* Work item *
In the records below, find each line with the word "shirt" and copy it.
::: Entries provided :::
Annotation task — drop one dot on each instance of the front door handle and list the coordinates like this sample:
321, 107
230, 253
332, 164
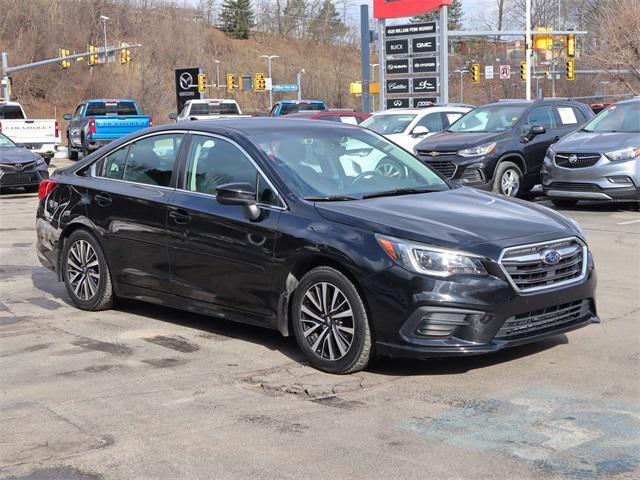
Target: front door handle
103, 199
180, 216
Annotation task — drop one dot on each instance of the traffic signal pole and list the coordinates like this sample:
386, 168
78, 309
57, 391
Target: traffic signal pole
6, 69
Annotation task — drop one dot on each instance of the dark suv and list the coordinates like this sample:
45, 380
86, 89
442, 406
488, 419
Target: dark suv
501, 146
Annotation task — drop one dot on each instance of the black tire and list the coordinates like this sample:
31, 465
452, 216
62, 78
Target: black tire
102, 297
351, 351
563, 203
511, 170
72, 154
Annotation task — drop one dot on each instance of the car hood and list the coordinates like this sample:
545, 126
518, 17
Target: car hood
452, 218
453, 141
597, 142
17, 155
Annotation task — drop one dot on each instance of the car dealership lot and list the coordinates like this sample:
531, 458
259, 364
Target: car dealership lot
147, 392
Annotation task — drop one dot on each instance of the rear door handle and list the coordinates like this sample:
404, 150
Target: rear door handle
103, 199
180, 216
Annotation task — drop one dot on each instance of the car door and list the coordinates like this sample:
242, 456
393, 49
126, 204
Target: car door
127, 201
217, 254
535, 149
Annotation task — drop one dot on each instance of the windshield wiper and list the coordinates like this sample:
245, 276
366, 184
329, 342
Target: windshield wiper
400, 191
332, 198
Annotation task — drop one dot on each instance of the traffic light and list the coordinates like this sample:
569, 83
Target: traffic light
125, 54
202, 83
571, 45
64, 53
231, 83
523, 71
571, 69
475, 72
259, 83
93, 55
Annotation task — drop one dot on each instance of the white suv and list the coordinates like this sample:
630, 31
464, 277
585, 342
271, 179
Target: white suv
407, 127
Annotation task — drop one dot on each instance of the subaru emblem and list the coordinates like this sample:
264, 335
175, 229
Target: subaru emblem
550, 257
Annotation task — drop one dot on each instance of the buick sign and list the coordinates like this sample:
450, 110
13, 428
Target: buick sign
423, 44
425, 84
398, 86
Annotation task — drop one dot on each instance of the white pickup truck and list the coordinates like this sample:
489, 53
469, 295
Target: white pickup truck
39, 136
210, 109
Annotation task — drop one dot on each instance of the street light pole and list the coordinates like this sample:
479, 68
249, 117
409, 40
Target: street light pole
269, 58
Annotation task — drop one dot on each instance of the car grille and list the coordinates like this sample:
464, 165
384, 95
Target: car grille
574, 186
446, 169
545, 320
576, 160
530, 269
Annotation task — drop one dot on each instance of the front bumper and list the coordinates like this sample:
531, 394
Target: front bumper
489, 305
606, 180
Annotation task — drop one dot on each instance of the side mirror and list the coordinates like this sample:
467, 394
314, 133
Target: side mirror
242, 194
420, 131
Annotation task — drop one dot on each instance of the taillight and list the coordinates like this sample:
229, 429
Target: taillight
46, 187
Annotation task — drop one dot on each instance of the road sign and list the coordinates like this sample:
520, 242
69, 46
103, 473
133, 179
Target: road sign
397, 66
488, 72
425, 65
397, 47
423, 44
396, 86
398, 103
186, 85
425, 85
285, 87
410, 29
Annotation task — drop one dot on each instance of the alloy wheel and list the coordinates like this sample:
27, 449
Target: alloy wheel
83, 270
510, 183
327, 321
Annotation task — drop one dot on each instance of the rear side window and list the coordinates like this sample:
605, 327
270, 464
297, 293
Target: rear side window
11, 112
151, 160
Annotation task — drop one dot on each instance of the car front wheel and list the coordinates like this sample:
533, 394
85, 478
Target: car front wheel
330, 322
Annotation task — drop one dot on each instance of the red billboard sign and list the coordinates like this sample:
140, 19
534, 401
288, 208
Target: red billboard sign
405, 8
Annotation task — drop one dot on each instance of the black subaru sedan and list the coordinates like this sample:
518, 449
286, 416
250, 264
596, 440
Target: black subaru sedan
293, 225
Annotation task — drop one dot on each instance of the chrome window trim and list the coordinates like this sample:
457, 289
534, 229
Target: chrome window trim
284, 205
534, 290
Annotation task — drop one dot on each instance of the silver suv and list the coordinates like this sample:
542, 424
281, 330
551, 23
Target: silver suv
601, 161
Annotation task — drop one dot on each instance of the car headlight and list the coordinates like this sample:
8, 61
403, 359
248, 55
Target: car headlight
424, 259
485, 149
624, 154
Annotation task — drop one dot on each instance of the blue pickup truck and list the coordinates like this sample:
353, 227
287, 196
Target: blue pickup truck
97, 122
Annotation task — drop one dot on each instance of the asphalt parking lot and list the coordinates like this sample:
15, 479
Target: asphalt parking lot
150, 393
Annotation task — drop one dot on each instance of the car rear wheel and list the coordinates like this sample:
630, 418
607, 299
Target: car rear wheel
508, 179
86, 273
330, 322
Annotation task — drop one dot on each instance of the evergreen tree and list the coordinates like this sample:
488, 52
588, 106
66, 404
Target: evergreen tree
455, 16
237, 18
327, 25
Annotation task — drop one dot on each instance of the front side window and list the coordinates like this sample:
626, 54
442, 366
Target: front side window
212, 162
340, 164
496, 118
151, 160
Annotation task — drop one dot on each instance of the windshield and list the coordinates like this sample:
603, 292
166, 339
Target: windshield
300, 107
345, 164
623, 118
214, 109
388, 124
489, 119
5, 142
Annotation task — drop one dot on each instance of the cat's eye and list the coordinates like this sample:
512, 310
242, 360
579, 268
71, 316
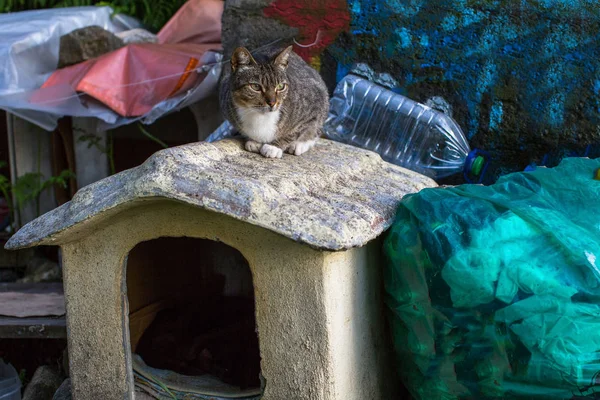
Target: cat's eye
255, 87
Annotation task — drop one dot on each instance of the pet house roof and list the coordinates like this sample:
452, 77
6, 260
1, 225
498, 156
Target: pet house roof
334, 197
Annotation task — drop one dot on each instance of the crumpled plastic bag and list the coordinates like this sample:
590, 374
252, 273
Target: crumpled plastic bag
494, 292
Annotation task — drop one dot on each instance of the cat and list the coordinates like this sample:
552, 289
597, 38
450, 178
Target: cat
276, 101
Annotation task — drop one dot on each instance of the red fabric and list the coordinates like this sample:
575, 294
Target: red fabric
331, 17
135, 78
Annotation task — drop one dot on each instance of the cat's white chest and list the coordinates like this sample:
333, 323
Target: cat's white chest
258, 126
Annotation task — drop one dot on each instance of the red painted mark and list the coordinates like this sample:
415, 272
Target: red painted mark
331, 17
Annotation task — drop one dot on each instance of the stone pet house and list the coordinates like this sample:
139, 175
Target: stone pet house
307, 227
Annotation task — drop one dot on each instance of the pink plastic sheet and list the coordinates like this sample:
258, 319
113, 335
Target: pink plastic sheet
135, 78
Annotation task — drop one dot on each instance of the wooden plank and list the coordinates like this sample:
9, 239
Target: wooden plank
33, 328
35, 300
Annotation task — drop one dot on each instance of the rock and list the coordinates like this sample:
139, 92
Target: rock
64, 391
86, 43
137, 36
440, 104
43, 385
40, 269
333, 197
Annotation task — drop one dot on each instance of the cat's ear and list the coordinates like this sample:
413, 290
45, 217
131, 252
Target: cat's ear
241, 57
283, 58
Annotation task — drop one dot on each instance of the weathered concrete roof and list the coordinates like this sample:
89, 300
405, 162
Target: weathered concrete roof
333, 197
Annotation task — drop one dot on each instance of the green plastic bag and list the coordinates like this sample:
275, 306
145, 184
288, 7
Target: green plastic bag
494, 292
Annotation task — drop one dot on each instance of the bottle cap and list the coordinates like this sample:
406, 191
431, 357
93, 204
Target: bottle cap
476, 164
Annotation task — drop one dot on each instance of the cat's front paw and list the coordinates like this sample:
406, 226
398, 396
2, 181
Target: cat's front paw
270, 151
298, 148
252, 146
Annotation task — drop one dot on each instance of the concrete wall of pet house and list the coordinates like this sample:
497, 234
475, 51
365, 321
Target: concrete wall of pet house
522, 76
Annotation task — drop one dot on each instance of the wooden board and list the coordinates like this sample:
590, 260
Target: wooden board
32, 311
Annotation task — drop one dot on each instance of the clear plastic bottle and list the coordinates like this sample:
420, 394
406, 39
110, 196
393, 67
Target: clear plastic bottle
404, 132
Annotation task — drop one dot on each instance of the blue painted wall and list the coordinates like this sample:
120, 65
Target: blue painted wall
523, 77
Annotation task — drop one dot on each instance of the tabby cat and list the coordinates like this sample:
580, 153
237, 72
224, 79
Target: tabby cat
276, 101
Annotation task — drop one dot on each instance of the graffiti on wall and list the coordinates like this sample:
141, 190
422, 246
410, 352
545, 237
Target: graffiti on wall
523, 76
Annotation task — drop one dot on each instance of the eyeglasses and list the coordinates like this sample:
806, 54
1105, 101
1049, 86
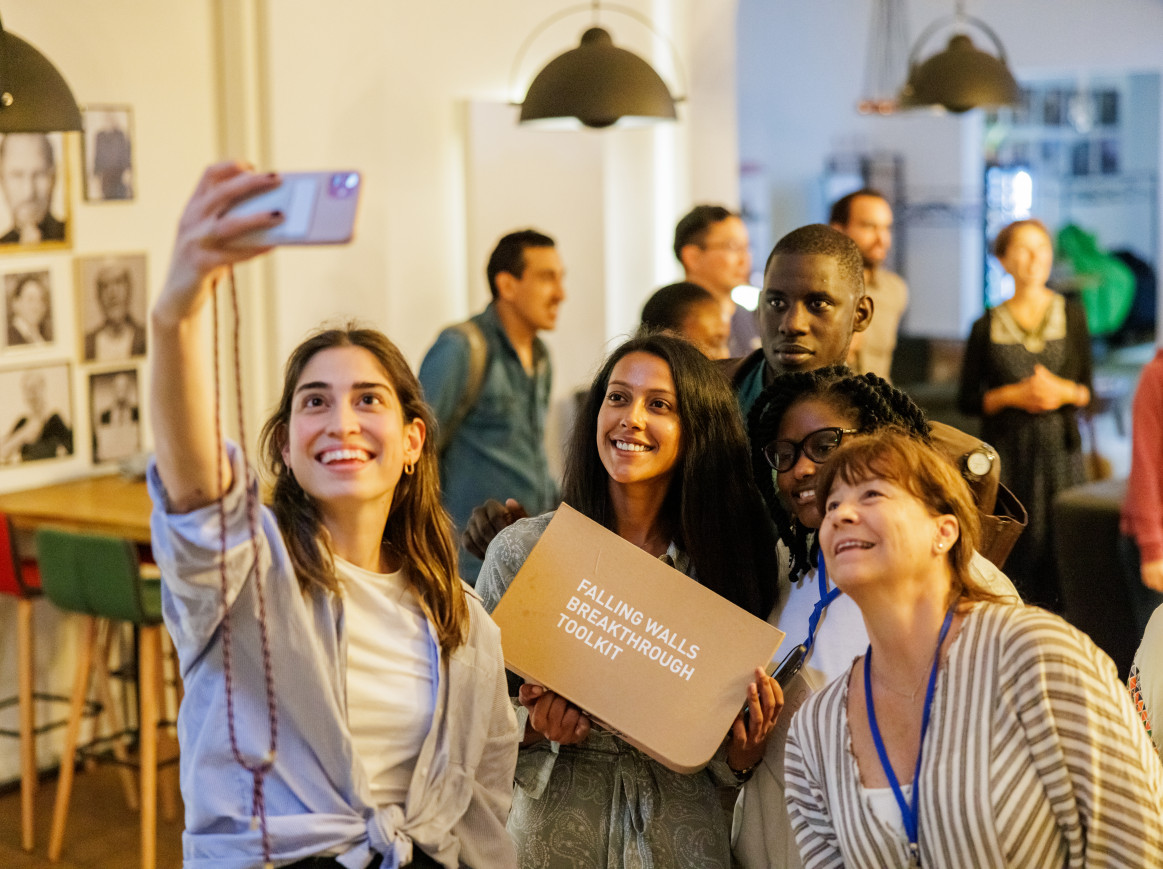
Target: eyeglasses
817, 446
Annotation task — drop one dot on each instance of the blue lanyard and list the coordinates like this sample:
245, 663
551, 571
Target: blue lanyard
910, 813
826, 597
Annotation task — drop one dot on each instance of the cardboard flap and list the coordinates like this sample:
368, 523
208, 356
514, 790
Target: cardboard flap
642, 648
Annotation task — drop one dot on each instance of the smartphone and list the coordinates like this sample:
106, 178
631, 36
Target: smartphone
318, 208
784, 674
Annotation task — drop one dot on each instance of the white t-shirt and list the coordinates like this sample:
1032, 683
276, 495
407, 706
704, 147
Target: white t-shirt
:::
* Task solution *
Annotation task — drop one dot on each instance of the white t-shirt and list the coordinates like this sample:
Target: white t-shirt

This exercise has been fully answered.